Foi de militar a político depois de ter sido preso. Habituou o Brasil ao seu estilo polémico e agora venceu as eleições presidenciais. O atentado não só não o matou como pode fazê-lo mais forte.

Este artigo foi originalmente publicado a 24 de setembro de 2018 e atualizado a 28 de outubro de 2018, após serem conhecidos os resultados finais da segunda volta das eleições presidenciais brasileiras

Uma coisa é uma multidão aglomerada em que cada um segue para seu lado. Outra é uma multidão em que cada um dos elementos que a compõem procura exatamente o mesmo. Foi neste último tipo de multidão que Jair Bolsonaro, o homem da extrema-direita que vai ser o próximo Presidente do Brasil, foi recebido em Juiz de Fora, no estado de Minas Gerais. Todas as caras se viravam para ele, todos os braços estavam estendidos na sua direção. Todos o queriam.

→ Complete o seguinte:
#1 Responda a partir do texto sobre Bolsonaro:
(a) Antes de ser político, que atividade exerceu Bolsonaro?
(b) Em que data foi o artigo originalmente publicado?
(c) Em que cidade foi Bolsonaro recebido pela multidão?
#2 No texto sobre Bolsonaro, reescreva o trecho que começa em "Foi de militar" e vai até "fazê-lo mais forte.", substituindo "o Brasil" por "o país".
#3 Enumere todos os nomes de lugares referidos no texto sobre Bolsonaro.

→ Informação extraída:
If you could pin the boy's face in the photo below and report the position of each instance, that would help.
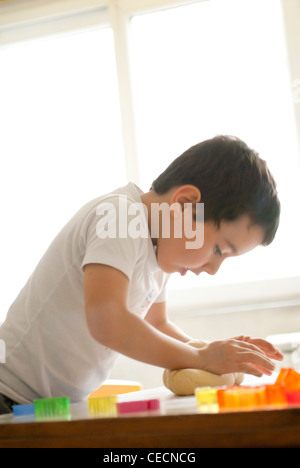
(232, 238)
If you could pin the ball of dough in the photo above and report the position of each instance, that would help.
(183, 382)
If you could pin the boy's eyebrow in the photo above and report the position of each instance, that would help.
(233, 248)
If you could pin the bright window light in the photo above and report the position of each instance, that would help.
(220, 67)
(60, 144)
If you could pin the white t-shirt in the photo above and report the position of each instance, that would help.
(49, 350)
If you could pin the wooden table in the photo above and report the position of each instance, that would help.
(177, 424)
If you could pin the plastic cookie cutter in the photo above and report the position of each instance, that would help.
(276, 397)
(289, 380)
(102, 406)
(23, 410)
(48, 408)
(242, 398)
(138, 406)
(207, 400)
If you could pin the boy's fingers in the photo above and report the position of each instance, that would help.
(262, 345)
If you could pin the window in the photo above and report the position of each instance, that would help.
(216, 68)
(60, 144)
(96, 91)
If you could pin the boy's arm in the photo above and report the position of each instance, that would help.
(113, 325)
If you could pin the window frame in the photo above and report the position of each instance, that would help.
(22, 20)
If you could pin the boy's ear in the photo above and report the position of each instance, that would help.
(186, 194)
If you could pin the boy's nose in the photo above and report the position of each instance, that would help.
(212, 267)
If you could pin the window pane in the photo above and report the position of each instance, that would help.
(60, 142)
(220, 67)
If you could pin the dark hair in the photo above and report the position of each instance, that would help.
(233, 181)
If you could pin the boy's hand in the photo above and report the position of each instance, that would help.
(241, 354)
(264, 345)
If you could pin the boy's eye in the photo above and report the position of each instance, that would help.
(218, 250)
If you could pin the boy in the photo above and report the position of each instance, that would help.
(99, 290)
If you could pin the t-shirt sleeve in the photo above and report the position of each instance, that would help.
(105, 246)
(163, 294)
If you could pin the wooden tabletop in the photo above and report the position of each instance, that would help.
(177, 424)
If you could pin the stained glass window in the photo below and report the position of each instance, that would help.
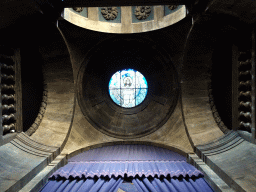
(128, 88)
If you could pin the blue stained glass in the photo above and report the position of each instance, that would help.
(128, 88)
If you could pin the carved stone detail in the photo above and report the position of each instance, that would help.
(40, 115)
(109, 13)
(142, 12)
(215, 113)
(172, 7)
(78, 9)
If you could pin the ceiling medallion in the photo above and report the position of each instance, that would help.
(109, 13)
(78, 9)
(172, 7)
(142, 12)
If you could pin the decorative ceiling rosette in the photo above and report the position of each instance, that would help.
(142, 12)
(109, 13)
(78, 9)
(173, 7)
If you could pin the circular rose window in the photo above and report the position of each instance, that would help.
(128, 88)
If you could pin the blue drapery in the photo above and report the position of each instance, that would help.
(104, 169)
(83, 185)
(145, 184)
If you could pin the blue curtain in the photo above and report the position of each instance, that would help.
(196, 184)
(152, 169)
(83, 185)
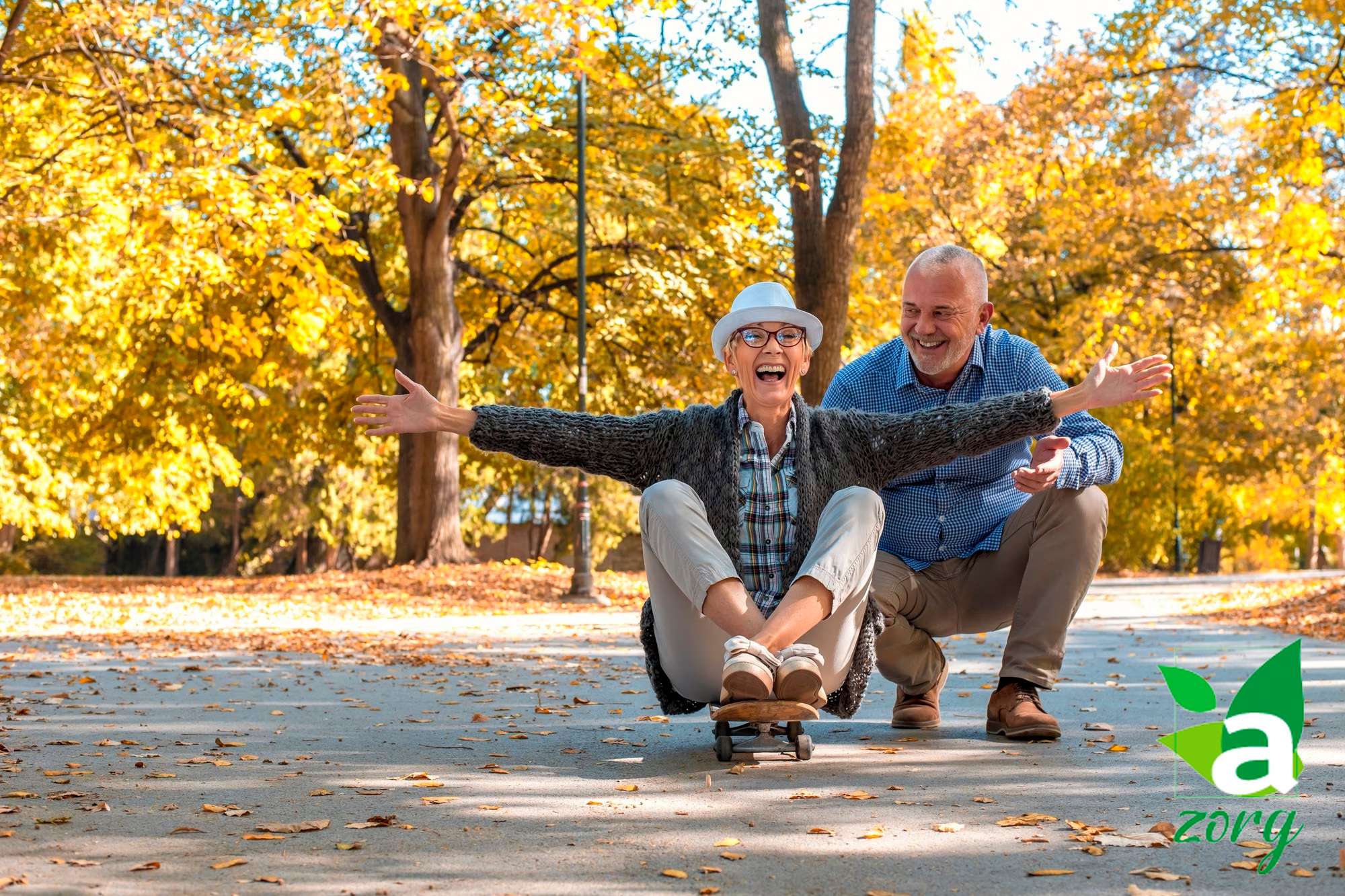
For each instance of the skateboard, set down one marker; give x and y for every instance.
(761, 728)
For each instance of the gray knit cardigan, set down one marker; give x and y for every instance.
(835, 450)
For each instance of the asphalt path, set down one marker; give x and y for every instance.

→ Lista de respostas:
#1
(a) Foi militar.
(b) A 24 de setembro de 2018.
(c) Em Juiz de Fora.

#2
Foi de militar a político depois de ter sido preso. Habituou o país ao seu estilo polémico e agora venceu as eleições presidenciais. O atentado não só não o matou como pode fazê-lo mais forte.

#3
Brasil
Juiz de Fora
Minas Gerais